**List of tasks**
1: Would you quote the passage from the forum thread about dumped dogs that opens with the words containing "We are calling" and closes with "(Apr 14, 2011)"?
2: Can you reproduce all the rows with "girl's" swapped for "child's" wherever it occurs, leaving everything else in the rows unchanged?

**Excerpted passage**
##############################
# Blessed or Cursed...I'm not sure.



## Naunnie (Jul 4, 2014)

Meet our two new family members. 

Well it just never seems to end.:wallbang: Gidget on the right, dumped outside the gate first of July. Puddin on the left, just dumped out Tues. 

I have a story to tell about Gidget, but for now, tell me what mix ya think Puddin might be. I'm taking her to Vet tomorrow and would like to put something other than "Mix" on her chart. With our numbers it really helps to be a little more specific.  

We are calling her Puddin, because she was left with an unopened container of Rice Pudding left in the box with her. Strange, I know.....:scratch: She was terrified of everything the first day, but she has really started coming out of her shell now.


----------



## goathiker (Apr 14, 2011)

Well, there's definitely some terrier in there. The ears and face make me think Smooth Fox Terrier while the body is more Rat Terrier like. Could be a Feist which is more a type than a breed, bred for hunting small game. He's an interesting cross for sure. Would probably make a good squirrel hunting dog with some training.


----------



## nchen7 (Feb 25, 2013)

wow. there must be a flyer going around saying to dump unwanted dogs at your house, huh?

I vote for terrier mix, maybe even some Chihuahua b/c he looks so tiny.

and yes....rice pudding with him is really weird..... lol


----------



## Naunnie (Jul 4, 2014)

Yes, it does seem like word is out....dump them at that crazy ladies house! This has gone on for over 25 years. I think the chain link with locked gate must look like a good place. These two babies have us at twelve pooches now. The numbers have been higher though. I can't help it. If it comes thru the gate....it's home. The last thing I needed was more mouths to feed, but at least I know they are better off....NOW! :dance: Every single one is precious. I feel blessed.....most of the time.
##############################
**Data rows**
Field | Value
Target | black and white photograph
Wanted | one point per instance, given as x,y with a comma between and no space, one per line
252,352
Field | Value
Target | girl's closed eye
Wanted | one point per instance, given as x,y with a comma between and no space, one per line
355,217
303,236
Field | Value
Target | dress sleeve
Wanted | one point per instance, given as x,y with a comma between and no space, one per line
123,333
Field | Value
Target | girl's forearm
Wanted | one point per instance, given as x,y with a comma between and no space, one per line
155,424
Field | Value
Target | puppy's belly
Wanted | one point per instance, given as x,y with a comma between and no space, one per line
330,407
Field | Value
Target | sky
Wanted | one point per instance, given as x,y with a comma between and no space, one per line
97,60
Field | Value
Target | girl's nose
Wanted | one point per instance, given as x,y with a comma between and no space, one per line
##############################
**Solutions for each task**
1:
We are calling her Puddin, because she was left with an unopened container of Rice Pudding left in the box with her. Strange, I know.....:scratch: She was terrified of everything the first day, but she has really started coming out of her shell now.


----------



## goathiker (Apr 14, 2011)

2:
Field | Value
Target | black and white photograph
Wanted | one point per instance, given as x,y with a comma between and no space, one per line
252,352
Field | Value
Target | child's closed eye
Wanted | one point per instance, given as x,y with a comma between and no space, one per line
355,217
303,236
Field | Value
Target | dress sleeve
Wanted | one point per instance, given as x,y with a comma between and no space, one per line
123,333
Field | Value
Target | child's forearm
Wanted | one point per instance, given as x,y with a comma between and no space, one per line
155,424
Field | Value
Target | puppy's belly
Wanted | one point per instance, given as x,y with a comma between and no space, one per line
330,407
Field | Value
Target | sky
Wanted | one point per instance, given as x,y with a comma between and no space, one per line
97,60
Field | Value
Target | child's nose
Wanted | one point per instance, given as x,y with a comma between and no space, one per line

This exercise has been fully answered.